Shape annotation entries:
★ ★ ★ ★
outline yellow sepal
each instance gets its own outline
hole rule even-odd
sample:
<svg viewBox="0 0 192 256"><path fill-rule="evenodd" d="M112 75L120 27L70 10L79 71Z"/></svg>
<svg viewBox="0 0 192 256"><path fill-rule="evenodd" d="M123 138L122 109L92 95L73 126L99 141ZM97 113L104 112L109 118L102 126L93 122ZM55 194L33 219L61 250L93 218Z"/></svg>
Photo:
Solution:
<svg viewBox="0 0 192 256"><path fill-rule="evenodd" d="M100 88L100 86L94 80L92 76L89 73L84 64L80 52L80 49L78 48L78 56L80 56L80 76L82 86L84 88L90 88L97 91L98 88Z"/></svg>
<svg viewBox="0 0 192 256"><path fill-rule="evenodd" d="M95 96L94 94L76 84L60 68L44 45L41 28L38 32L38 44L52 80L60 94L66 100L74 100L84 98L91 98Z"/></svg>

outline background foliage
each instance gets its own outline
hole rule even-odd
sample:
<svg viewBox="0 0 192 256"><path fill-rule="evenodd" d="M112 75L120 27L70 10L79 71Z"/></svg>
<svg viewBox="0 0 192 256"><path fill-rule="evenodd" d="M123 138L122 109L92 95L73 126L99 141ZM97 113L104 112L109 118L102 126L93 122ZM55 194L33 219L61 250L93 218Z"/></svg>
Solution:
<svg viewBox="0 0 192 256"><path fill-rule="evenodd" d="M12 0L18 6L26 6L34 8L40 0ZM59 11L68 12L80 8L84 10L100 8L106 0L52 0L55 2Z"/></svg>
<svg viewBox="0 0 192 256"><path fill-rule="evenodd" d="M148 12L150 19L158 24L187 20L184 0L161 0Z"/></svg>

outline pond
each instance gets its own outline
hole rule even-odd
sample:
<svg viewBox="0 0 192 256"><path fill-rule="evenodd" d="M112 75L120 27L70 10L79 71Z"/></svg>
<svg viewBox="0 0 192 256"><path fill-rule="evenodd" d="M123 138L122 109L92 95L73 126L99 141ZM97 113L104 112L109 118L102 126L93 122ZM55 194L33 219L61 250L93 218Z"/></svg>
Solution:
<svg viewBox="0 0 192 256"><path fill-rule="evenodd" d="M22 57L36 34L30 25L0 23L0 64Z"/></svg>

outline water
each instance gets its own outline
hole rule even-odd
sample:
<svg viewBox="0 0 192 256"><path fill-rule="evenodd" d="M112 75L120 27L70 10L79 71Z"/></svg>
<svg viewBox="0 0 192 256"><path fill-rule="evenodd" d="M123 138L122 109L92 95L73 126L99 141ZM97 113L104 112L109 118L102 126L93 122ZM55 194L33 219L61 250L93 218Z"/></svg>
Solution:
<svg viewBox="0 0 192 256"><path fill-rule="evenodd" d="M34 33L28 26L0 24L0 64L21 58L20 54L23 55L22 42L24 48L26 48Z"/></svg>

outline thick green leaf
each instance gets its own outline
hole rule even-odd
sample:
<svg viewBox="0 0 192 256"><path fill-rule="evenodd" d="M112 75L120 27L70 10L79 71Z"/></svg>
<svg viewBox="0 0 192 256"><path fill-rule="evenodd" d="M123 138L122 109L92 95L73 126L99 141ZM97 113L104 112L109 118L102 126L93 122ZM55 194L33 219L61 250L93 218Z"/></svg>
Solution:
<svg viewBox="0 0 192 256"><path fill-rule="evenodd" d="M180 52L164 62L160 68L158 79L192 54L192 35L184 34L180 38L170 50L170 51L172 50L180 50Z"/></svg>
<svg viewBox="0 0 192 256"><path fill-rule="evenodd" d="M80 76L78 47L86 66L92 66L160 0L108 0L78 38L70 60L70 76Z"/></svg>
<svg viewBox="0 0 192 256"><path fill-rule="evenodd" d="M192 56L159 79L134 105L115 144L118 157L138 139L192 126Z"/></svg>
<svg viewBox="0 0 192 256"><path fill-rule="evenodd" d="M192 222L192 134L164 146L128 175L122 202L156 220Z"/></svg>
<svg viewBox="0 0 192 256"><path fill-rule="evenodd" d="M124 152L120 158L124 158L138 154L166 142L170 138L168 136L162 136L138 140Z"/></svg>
★ ★ ★ ★
> **Prompt**:
Rewrite everything from the start of the rows down to the line containing "96L94 94L76 84L60", putting "orange sepal" in place of "yellow sepal" and keeping all else the same.

> **Completed exercise**:
outline orange sepal
each instance gets its own outline
hole rule even-odd
sample:
<svg viewBox="0 0 192 256"><path fill-rule="evenodd" d="M112 75L120 27L70 10L79 71Z"/></svg>
<svg viewBox="0 0 192 256"><path fill-rule="evenodd" d="M123 138L122 109L92 95L73 126L99 141ZM97 113L104 112L109 118L102 126L93 122ZM55 194L33 219L61 250L93 218Z"/></svg>
Photo:
Solution:
<svg viewBox="0 0 192 256"><path fill-rule="evenodd" d="M100 88L100 86L94 80L92 76L89 73L84 64L80 52L80 49L78 48L78 56L80 56L80 76L82 86L84 88L90 88L97 91L98 88Z"/></svg>
<svg viewBox="0 0 192 256"><path fill-rule="evenodd" d="M95 96L94 94L76 84L60 68L44 45L41 28L38 32L38 44L52 80L60 94L66 100L74 100L84 98L91 98Z"/></svg>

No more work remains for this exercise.